This grand question may now be added to the list of hermeneutical challenges that have roiled our society in recent years, alongside such classics as ‘Does baking a wedding cake imply complicity?’ and ‘Can we have statues of slaveholders?’ I proposed in an earlier email
that, whether we like it or not, the MAGA hat is provocative. I think as a general class high schoolers are interested in provoking, but I don’t know whether those
high schoolers were. Half of America will say it doesn’t matter what they thought they were doing: they did it, and that’s the story. The other half is anxious that such an approach ignores the people involved, leaving their intentions outside the frame of reference. Those are caricatures, yes—or are they?
There are few more basic problems of ethics than knowing what someone is doing when we see them acting in a particular way. We’re confident that we know what we are doing, because we’ve thought it all out: we are searching through this abyss of a kitchen drawer looking for our car keys, to let it warm up before we go get our coffee. Our interest in getting coffee sets the frame for a whole sequence of actions, which make those little moments intelligible to us: keys, cars, and then (at last) coffee.

Work task 1 - Write out the stretch of the passage on intentions from "This grand question" through "yes—or are they?".
Work task 2 -
Answer these questions from the passage on intentions:
(a) Which two classic questions does the passage list alongside "this grand question"?
(b) What does the writer think high schoolers, as a general class, are interested in?
(c) What are we searching the kitchen drawer for in the writer's example?
Work task 3 - List every step in the sequence of actions that the interest in getting coffee frames in the passage on intentions.

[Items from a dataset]

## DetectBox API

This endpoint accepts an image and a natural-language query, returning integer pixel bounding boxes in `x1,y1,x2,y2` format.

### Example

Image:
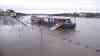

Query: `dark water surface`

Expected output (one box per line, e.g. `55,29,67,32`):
0,16,100,49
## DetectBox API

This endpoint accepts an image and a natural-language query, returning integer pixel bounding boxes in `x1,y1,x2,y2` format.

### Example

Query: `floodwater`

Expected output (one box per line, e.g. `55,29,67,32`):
0,16,100,56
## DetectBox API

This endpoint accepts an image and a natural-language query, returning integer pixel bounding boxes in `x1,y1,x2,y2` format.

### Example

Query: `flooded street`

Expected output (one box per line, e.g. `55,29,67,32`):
0,16,100,56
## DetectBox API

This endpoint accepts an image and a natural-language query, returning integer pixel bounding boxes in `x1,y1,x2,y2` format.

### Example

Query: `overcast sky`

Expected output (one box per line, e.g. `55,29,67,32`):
0,0,97,13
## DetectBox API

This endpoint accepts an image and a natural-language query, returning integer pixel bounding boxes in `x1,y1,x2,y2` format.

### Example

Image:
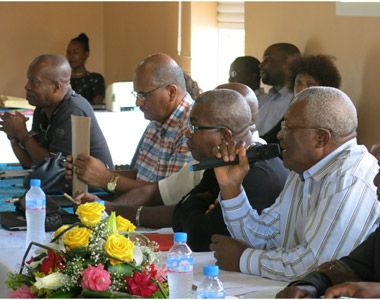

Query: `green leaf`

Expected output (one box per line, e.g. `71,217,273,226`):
107,263,135,276
67,247,90,257
80,290,141,299
48,288,80,299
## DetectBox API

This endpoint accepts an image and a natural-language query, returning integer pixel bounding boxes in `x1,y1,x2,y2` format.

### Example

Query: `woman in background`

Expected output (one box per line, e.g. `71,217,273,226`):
260,54,341,143
66,33,105,104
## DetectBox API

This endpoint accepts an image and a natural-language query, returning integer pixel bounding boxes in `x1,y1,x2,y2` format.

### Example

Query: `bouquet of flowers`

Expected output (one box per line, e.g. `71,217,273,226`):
6,202,168,298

Response box 1 -
This grand question may now be added to the list of hermeneutical challenges that have roiled our society in recent years, alongside such classics as ‘Does baking a wedding cake imply complicity?’ and ‘Can we have statues of slaveholders?’ I proposed in an earlier email
that, whether we like it or not, the MAGA hat is provocative. I think as a general class high schoolers are interested in provoking, but I don’t know whether those
high schoolers were. Half of America will say it doesn’t matter what they thought they were doing: they did it, and that’s the story. The other half is anxious that such an approach ignores the people involved, leaving their intentions outside the frame of reference. Those are caricatures, yes—or are they?

Response box 2 -
(a) "Does baking a wedding cake imply complicity?" and "Can we have statues of slaveholders?"
(b) Provoking.
(c) Our car keys.

Response box 3 - Keys, cars, coffee.